*** Opening Passage to read ***

On 13 October, US Secretary of State Antony Blinken and Secretary of Defense Lloyd Austin sent an extraordinary letter to their Israeli counterparts. It outlined how Israel is impeding humanitarian assistance in Gaza and demanded that the country take concrete steps to alleviate the crisis in 30 days or risk losing US military aid.
The deadline has passed, and much has changed since that letter was sent: Donald Trump has been elected president of the United States; Israeli Defense Minister Yoav Gallant, one of the letter’s recipients, has been sacked; and Israel’s parliament has passed two laws to stop the essential work of the United Nations Relief and Works Agency for Palestine Refugees (UNRWA) in Gaza and the West Bank.
What has not changed is that the Israeli government continues to arbitrarily impede lifesaving aid from reaching Palestinians in desperate need and uses US weapons to cause indiscriminate death and destruction across Gaza. But in the final weeks of his term, US President Joe Biden has a unique opportunity to rectify this. Instead of continuing to defend Israel’s execution of the war, his administration should simply acknowledge the facts: Israel continues to block humanitarian assistance and, therefore, according to US law, cannot receive US weapons.
Despite repeatedly claiming otherwise, Israeli authorities have hindered every aspect of the complex humanitarian mission in Gaza since the war began more than a year ago. The UN Office for the Coordination of Humanitarian Affairs has documented clear signs of this: trucks stuck at the border; limited crossing points and ports; restricted operating times; delayed authorisation for truck drivers, medical staff, and aid workers; and a confounding array of bureaucratic impediments, such as the ever-changing list of items Israel considers potential weapons, from flashlights to surgical scissors.

*** Closing Passage to read ***
*** Opening Records ***

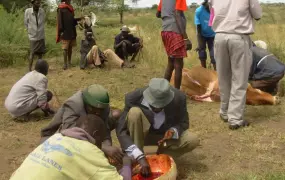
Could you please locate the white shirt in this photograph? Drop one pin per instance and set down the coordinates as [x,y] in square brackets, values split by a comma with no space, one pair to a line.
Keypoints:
[36,31]
[235,16]
[27,94]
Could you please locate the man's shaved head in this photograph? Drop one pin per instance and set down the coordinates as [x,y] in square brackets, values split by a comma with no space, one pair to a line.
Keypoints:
[42,67]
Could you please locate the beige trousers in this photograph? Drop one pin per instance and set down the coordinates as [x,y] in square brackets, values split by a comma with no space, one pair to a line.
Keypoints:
[234,58]
[93,56]
[139,125]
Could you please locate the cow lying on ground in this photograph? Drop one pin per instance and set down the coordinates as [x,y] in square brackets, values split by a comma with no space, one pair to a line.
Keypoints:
[202,85]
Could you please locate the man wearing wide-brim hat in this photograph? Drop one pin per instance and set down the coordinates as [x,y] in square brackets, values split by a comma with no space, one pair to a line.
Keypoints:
[126,44]
[92,100]
[155,115]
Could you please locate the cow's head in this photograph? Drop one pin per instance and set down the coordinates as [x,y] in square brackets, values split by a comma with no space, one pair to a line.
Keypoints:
[258,97]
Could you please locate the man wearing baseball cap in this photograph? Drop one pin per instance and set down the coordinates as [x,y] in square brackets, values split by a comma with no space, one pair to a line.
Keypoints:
[92,100]
[126,44]
[155,115]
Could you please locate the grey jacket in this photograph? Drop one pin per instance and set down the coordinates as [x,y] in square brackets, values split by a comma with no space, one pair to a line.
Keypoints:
[66,117]
[176,115]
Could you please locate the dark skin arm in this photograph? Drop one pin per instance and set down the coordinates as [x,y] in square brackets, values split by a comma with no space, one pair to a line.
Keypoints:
[178,18]
[199,36]
[113,152]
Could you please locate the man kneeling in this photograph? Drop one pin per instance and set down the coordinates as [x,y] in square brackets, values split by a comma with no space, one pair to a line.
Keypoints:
[73,154]
[30,93]
[155,115]
[92,55]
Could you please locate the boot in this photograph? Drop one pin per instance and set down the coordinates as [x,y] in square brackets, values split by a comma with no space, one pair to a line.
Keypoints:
[65,65]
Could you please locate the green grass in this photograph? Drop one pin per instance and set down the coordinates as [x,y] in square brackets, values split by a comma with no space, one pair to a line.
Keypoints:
[253,153]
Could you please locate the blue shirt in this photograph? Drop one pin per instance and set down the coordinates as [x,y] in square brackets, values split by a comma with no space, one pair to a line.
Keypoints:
[202,17]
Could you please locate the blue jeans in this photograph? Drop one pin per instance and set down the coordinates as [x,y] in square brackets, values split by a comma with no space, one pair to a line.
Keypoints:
[209,41]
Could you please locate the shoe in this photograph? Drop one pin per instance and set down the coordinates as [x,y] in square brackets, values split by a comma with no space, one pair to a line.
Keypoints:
[237,126]
[223,119]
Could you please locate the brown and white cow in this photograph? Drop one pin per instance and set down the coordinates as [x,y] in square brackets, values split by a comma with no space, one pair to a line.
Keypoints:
[202,85]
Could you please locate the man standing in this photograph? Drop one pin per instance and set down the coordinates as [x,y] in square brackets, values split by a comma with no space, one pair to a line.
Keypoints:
[35,24]
[126,44]
[205,34]
[92,100]
[266,71]
[155,115]
[174,36]
[66,30]
[233,23]
[30,93]
[92,55]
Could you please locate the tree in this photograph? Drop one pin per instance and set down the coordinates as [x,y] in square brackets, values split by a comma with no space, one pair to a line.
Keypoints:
[11,5]
[122,7]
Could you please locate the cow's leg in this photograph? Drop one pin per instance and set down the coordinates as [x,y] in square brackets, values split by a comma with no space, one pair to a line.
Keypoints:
[210,42]
[169,69]
[202,52]
[258,97]
[241,60]
[178,66]
[224,72]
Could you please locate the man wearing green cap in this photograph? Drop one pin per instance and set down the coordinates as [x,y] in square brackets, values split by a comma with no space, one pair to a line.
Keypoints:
[92,100]
[155,115]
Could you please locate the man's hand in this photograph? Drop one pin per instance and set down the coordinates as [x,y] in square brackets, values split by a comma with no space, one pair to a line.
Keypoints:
[51,111]
[188,44]
[114,153]
[145,168]
[127,161]
[197,49]
[168,135]
[128,42]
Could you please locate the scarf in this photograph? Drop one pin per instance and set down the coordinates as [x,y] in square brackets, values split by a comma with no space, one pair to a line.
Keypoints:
[78,133]
[62,5]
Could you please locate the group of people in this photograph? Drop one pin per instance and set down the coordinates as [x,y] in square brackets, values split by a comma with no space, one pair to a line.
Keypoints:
[125,44]
[77,143]
[153,115]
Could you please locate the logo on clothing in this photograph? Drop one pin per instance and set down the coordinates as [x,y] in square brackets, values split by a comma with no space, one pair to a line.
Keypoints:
[47,148]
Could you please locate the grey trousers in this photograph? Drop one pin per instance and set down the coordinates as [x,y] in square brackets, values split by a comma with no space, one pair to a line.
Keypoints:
[233,58]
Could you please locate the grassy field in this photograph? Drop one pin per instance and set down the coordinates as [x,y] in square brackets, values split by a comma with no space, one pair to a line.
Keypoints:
[253,153]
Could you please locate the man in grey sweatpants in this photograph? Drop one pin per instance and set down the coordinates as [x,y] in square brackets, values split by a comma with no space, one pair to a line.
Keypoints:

*** Closing Records ***

§ Work item
Resume the article on Israel's obstruction of humanitarian aid in Gaza, starting after its last sentence. The items are not needed for the work here.

§ Task response
Meanwhile, nearly the entire population of Gaza has been forcibly displaced. Every quantifiable indicator of health, nutrition, water, sanitation, shelter, protection, and access to aid has plummeted below what is usually seen in conflicts. And aid organisations are at the mercy of Israel’s haphazard system, whereby they must notify the Israeli military of their locations to avoid being targeted in a military operation. The result is that more than 300 aid workers have been killed—the highest number ever recorded in a single crisis.
On Tuesday, eight humanitarian organisations with operations in Gaza released a scorecard grading Israel’s compliance with the changes requested in the 13 October letter. They concluded that Israel not only failed to meet almost all the requirements in the letter but also took additional actions that dramatically worsened the humanitarian situation, particularly in northern Gaza.